WHAT IS EXPECTED: Transcribe every line of the entries exactly.

MATERIAL SHOWN:
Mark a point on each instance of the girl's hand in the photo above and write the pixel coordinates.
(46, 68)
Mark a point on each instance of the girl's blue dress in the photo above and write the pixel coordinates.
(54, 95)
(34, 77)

RESULT:
Mark a point on each instance of the girl's hand in the photo above and write the pixel coordinates.
(46, 68)
Mark a point on each instance of the girl's blue dress in the photo above and write the pixel coordinates.
(54, 95)
(34, 77)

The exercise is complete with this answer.